__Task requirements__
Each line below has to be set down again exactly.

Stored data
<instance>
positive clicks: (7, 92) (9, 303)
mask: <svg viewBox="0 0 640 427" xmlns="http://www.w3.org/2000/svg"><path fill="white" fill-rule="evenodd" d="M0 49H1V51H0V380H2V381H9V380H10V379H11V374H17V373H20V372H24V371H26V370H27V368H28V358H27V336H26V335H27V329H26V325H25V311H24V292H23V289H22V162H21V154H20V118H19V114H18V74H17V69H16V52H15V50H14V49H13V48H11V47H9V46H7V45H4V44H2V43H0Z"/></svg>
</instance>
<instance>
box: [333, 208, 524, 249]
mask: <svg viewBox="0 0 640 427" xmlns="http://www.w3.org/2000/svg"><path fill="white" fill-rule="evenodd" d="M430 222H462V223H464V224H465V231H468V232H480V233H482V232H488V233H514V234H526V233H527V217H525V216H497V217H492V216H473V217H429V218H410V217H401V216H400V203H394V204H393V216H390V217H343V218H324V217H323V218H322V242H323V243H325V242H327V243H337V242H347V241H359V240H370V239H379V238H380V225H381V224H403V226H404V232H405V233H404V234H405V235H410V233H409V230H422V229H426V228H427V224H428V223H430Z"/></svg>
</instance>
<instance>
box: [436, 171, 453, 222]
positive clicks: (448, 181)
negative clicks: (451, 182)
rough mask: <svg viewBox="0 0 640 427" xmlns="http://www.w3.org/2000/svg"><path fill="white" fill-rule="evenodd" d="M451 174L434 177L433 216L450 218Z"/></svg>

__Output__
<instance>
positive clicks: (7, 92) (9, 303)
mask: <svg viewBox="0 0 640 427" xmlns="http://www.w3.org/2000/svg"><path fill="white" fill-rule="evenodd" d="M0 49H1V51H0V380H2V381H9V380H10V379H11V374H17V373H20V372H24V371H26V370H27V368H28V358H27V336H26V335H27V329H26V325H25V311H24V292H23V289H22V162H21V154H20V118H19V114H18V74H17V69H16V52H15V50H14V49H13V48H11V47H9V46H7V45H4V44H2V43H0Z"/></svg>
</instance>
<instance>
box: [333, 208, 524, 249]
mask: <svg viewBox="0 0 640 427" xmlns="http://www.w3.org/2000/svg"><path fill="white" fill-rule="evenodd" d="M430 222H462V223H464V224H465V231H468V232H480V233H482V232H488V233H514V234H526V233H527V217H525V216H497V217H492V216H473V217H429V218H410V217H401V216H400V203H394V204H393V216H390V217H343V218H324V217H323V218H322V242H323V243H325V242H327V243H337V242H347V241H359V240H370V239H379V238H380V225H381V224H403V226H404V232H405V233H404V234H405V235H410V233H409V230H422V229H426V228H427V224H428V223H430Z"/></svg>
</instance>
<instance>
box: [436, 171, 453, 222]
positive clicks: (448, 181)
negative clicks: (451, 182)
rough mask: <svg viewBox="0 0 640 427" xmlns="http://www.w3.org/2000/svg"><path fill="white" fill-rule="evenodd" d="M451 174L434 177L433 216L450 218Z"/></svg>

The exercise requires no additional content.